• **Records supplied**
*****
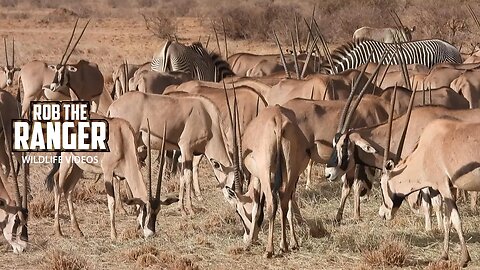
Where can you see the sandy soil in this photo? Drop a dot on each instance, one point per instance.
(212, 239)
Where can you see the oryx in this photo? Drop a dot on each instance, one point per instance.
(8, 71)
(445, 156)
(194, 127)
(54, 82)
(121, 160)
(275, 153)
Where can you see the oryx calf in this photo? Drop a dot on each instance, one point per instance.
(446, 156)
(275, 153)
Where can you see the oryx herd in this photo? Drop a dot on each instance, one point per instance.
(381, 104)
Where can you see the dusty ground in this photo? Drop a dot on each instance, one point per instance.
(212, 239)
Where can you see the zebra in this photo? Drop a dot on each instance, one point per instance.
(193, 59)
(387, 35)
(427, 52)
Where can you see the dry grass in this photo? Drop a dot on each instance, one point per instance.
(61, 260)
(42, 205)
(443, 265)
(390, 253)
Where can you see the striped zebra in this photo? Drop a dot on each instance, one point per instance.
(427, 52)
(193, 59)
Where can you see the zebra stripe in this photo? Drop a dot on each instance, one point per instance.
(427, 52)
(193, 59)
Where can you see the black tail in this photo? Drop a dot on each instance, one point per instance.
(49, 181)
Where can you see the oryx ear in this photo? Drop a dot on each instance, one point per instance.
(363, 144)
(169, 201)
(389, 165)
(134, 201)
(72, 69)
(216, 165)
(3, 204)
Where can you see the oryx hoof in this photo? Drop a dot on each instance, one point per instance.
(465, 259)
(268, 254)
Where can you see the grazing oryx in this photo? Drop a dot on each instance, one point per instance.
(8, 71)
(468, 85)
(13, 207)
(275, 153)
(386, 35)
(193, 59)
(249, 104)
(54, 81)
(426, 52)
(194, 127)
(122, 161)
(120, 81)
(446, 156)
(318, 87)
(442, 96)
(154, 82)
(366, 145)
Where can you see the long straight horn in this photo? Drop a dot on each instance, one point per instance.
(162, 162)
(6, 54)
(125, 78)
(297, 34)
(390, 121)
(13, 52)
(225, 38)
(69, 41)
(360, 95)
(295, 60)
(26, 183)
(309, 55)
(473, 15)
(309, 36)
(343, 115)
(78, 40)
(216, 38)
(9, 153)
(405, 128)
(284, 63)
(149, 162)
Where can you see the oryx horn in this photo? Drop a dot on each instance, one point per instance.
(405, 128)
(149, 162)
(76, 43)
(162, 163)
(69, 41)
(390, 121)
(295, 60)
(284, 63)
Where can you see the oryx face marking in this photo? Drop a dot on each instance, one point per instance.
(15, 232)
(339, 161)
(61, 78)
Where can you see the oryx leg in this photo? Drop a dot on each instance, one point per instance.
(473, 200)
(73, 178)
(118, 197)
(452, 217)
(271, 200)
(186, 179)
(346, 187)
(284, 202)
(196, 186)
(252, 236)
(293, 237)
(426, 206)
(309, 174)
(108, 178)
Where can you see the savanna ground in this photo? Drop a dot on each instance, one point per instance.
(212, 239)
*****
• **Exercise objective**
Nothing but the lines from the one containing "Where can you see the oryx leg" to the end of the entries belongs in the answer, and each must match exactly.

• **Response to the exercise**
Where can you see the oryx leg in this photo? Drop a dot on each instance, one point per instance.
(473, 200)
(73, 178)
(118, 197)
(452, 217)
(271, 200)
(186, 179)
(346, 187)
(284, 202)
(196, 186)
(252, 236)
(293, 237)
(426, 206)
(309, 174)
(108, 178)
Where can you see the savanna ground in this photo? Drop a dot on each instance, one point per instance.
(212, 239)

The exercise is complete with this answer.